▶ _Текст_
Отсюда открывался вид на все 180 метров длины центрального прохода. С обеих сторон его окаймляли по шестнадцать могучих квадратных бетонных опор, которые с этой высоты казались нарисованными. Дальняя стена терялась в голубоватом тумане. Я снова застыл как зачарованный и долго стоял здесь. Я был полой мощного радостного предчувствия. Я надеялся увидеть, как этот зал кишит толковыми работниками. Этот шум, грохот, лязг, свист – все это разнообразие звуков должно было сказать мне, что работа продолжается. Я был более чем уверен, что мы справимся с ней!
За стенами сборочного корпуса уже сгущались сумерки. И через вечерний покой, воцарившийся в лесных зарослях, я неторопливо поехал к нашей кают-компании.

▶ _Исходные записи_
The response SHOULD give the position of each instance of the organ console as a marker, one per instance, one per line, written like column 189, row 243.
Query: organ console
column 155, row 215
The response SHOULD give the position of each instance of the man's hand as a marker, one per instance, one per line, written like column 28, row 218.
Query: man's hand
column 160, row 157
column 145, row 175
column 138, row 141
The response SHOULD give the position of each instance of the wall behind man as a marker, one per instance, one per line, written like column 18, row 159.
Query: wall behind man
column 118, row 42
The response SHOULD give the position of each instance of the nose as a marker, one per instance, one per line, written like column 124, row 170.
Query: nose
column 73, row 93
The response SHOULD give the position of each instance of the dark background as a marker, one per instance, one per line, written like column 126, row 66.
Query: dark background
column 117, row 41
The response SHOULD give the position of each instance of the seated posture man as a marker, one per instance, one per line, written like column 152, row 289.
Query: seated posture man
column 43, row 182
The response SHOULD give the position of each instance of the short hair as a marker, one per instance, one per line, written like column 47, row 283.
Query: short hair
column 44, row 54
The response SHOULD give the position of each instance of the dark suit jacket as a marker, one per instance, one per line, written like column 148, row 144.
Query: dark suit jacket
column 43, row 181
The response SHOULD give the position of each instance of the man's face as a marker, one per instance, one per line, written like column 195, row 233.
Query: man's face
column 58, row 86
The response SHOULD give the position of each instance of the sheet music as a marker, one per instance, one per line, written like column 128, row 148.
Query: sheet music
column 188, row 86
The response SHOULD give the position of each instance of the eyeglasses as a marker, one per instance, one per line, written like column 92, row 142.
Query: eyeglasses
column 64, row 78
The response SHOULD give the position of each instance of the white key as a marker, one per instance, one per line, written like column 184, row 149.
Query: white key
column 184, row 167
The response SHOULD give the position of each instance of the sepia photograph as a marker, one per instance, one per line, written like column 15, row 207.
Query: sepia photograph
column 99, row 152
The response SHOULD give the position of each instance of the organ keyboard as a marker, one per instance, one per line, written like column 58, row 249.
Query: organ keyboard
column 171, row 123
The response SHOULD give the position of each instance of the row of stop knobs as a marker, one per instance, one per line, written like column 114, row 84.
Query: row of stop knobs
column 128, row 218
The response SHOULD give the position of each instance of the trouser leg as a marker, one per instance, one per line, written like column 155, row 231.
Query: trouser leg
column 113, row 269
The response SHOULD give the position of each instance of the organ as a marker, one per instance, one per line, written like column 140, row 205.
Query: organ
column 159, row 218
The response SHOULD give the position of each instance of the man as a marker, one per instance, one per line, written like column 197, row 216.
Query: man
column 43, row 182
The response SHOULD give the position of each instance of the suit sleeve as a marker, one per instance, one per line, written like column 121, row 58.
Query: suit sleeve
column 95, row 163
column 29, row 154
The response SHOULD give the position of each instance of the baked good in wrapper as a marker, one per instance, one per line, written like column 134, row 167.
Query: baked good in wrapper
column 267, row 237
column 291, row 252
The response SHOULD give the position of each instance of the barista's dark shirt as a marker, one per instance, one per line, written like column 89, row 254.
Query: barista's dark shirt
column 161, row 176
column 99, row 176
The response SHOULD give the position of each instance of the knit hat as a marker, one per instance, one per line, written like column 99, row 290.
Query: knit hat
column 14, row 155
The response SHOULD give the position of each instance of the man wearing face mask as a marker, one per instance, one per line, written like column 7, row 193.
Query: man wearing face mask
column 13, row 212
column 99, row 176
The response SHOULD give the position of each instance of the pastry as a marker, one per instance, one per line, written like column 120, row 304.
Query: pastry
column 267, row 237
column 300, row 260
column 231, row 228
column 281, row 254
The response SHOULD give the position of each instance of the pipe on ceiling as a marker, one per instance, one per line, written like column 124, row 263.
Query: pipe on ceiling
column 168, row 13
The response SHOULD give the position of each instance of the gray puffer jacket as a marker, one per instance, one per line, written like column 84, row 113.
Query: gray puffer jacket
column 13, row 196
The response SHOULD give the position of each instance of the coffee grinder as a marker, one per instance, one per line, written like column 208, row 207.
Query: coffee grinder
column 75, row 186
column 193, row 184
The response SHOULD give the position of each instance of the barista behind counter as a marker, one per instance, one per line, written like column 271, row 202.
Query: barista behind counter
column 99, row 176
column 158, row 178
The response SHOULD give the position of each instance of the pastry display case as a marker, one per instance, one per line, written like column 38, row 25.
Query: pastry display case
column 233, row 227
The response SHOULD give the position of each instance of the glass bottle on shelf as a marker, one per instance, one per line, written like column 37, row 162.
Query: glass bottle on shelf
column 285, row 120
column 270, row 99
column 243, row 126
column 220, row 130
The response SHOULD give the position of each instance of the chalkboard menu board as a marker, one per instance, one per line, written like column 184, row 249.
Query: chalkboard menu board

▶ _Что сделать_
(a) Сколько бетонных опор окаймляли центральный проход с каждой стороны в тексте о сборочном корпусе?
(b) Продолжите текст о сборочном корпусе, начав сразу после его последней фразы.

▶ _Ответы к заданиям_
(a) По шестнадцать могучих квадратных бетонных опор с каждой стороны.

(b)
Глава 15. Пылающая ночь
После обеда мы перешли в каминный зал, и я устроился за низким овальным столом. На стенных панелях играли веселые блики свечей в медных канделябрах. Я был увлечен беседой с профессором фон Брауном, доктором Штейнхофом и нашей вечерней гостьей Ханной Рейтч, летчиком-испытателем. Свернувшись калачиком в глубоком кресле, эта элегантная, энергичная, умная и отважная женщина рассказывала нам о своей жизни, работе и о планах на будущее. Короткий жакет ее темно-синего костюма был украшен Железным крестом 1-го класса и бриллиантовым пилотским значком. Она делилась с профессором фон Брауном воспоминаниями о бреющем полете над Куршской косой в Восточной Пруссии. По какому бы поводу она ни приезжала в Пенемюнде, мы всегда были рады ее видеть.
Слушая смех этих молодых людей, которые, устремленные в будущее, с юмором воспринимали все неожиданности, что преподносила им техника, я как-то легче воспринимал все тревоги дня. Ни фон Браун, ни Штейнхоф не проявляли ни малейших признаков уныния или отчаяния. Они уже снова начали строить планы, полные безграничного оптимизма. Ближе к половине двенадцатого я, уставший от духоты дня, его забот и волнений, покинул их, но не успел сделать и нескольких шагов к одному из гостевых домиков, как взвыли сирены воздушной тревоги.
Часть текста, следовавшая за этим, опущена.